_Zadanie 1_
Odpowiedz na poniższe pytania na podstawie tekstu o PKO BP.
(a) Ilu klientów ma PKO BP według tekstu?
(b) Jaką wartość rynkową spółki podaje tekst?
(c) Z akcjami którego banku porównano siłę względną akcji PKO BP na wykresie?

----- Tekst źródłowy

Nic więc dziwnego, że inwestorzy zaczynają się zastanawiać czy akcje PKO BP to dziś pewna lokata kapitału. Jakkolwiek dywidendy bank wciąż będzie płacił, to jego obecna wycena rynkowa musi odzwierciedlać przewidywania inwestorów co do przyszłej rentowności spółki. A dziś trudno znaleźć argumenty za tym, że obecne zamieszanie zwiększa szanse na wzrost zysków banku.
Zwiększanie nerwowości inwestorów nie powinno leżeć w interesie Ministerstwa Aktywów Państwowych, które „opiekuje się” państwowym pakietem akcji PKO BP. Tymczasem resort ministra Sasina – o ile to rzeczywiście on stoi za odejściem prezesa Rościszewskiego – przeprowadza całą operację wymiany szefa PKO BP w raczej nerwowym stylu. A przecież mówimy o jednej z największych państwowych spółek, o wartości rynkowej przekraczającej 50 mld zł.
O tym, że to wszystko ma znaczenie niech najlepiej świadczy wykres siły względnej akcji PKO BP w ostatnim czasie – w porównaniu do akcji Banku Pekao. Przez ostatnią dekadę to PKO BP rósł szybciej i był stabilniej zarządzanym bankiem. Jednak w ostatnim roku to Bank Pekao (na wykresie na żółto) był uznawany za inwestorów za lepszy pomysł do inwestowania. Zauważcie, że dziwnym trafem jego dominacja zbiegła się w czasie z odejściem prezesa Zbigniewa Jagiełło i nadejściem jego znacznie słabiej umocowanego następcy.
Czy klienci zapłacą za polityczną walkę w banku? A frankowicze?
Co zamieszanie na szczytach władzy w największym polskim banku oznacza dla 8 mln jego klientów? Na pierwszy rzut oka nic – lokaty od tego nie staną się wyżej oprocentowane, a kredyty nie staną się tańsze. Bez zmian pozostaje też bieżąca oferta banku oraz taryfa opłat i prowizji.
Ale i dla posiadaczy kont oraz kart w PKO BP mogą nadejść czasy większej niestabilności. Im głębiej zmiany w zarządzie przeorają menedżment średniego szczebla (a dochodzą mnie słuchy, że roszady personalne w banku już od kilku miesięcy się zwiększyły), tym większy będzie wpływ na jakość obsługi klientów, a w drugiej kolejności na jakość oferty banku.
Czytaj też: Porządny bank: sześć cech, które go wyróżniają. Czas na audyt konta? (subiektywnieofinansach.pl)
Im więcej będzie tymczasowości na szczytach władz banku, tym większa będzie pokusa nowo-mianowanych menedżerów, żeby pokazywać swoją przydatność w banku poprawiając rentowność. A tę najłatwiej „podkręca” się poprzez nakładanie na klientów nowych opłat i prowizji.

----------
----- Podane rekordy

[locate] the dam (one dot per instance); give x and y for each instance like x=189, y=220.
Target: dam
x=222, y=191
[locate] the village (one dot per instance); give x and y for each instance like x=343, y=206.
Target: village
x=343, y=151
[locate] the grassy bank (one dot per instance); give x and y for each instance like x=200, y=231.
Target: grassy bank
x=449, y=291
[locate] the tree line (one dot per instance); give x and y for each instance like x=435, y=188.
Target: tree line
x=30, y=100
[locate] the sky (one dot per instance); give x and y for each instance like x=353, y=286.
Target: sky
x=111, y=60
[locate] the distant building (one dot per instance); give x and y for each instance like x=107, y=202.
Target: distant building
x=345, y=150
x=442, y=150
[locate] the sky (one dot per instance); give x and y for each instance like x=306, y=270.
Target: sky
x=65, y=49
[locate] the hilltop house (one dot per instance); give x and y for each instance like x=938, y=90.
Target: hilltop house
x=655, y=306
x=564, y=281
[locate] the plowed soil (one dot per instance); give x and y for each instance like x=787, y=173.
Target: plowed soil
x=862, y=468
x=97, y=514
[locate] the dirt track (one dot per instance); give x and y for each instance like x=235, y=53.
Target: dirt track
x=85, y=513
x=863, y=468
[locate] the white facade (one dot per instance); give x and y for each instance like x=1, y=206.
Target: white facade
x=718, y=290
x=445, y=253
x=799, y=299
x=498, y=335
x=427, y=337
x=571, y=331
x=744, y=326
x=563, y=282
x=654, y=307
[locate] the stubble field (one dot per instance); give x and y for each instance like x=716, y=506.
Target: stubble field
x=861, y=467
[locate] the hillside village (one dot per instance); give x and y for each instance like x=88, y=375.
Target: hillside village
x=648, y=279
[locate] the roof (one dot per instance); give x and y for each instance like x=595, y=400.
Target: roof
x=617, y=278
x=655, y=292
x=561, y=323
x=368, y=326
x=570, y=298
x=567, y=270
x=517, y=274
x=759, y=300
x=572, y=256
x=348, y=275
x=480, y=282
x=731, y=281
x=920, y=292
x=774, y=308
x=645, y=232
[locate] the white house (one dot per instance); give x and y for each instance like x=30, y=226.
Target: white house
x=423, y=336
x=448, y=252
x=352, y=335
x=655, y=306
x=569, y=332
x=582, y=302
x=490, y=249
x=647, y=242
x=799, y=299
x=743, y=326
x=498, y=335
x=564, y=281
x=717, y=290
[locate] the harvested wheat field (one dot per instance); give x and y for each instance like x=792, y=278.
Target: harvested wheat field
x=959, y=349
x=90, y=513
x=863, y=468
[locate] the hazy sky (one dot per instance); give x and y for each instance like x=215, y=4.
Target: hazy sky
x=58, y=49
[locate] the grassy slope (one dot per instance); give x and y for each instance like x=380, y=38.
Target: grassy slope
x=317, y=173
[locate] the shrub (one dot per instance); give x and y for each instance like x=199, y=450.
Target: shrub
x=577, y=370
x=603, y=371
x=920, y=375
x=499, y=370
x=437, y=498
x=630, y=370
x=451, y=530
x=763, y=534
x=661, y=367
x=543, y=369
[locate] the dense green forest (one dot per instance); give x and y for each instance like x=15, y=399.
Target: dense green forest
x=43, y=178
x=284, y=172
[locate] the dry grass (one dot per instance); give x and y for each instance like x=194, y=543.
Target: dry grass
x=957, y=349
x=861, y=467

----------

_Zadanie 2_
Przepisz rekordy od wiersza zawierającego "[locate] the dry" aż do końca rekordów, zastępując w nich "dry grass" wyrażeniem "withered grass" i nie zmieniając niczego poza tym.

_Poprawna odpowiedź 1_
(a) 8 mln klientów.
(b) Ponad 50 mld zł.
(c) Z akcjami Banku Pekao.

_Poprawna odpowiedź 2_
[locate] the withered grass (one dot per instance); give x and y for each instance like x=194, y=543.
Target: withered grass
x=957, y=349
x=861, y=467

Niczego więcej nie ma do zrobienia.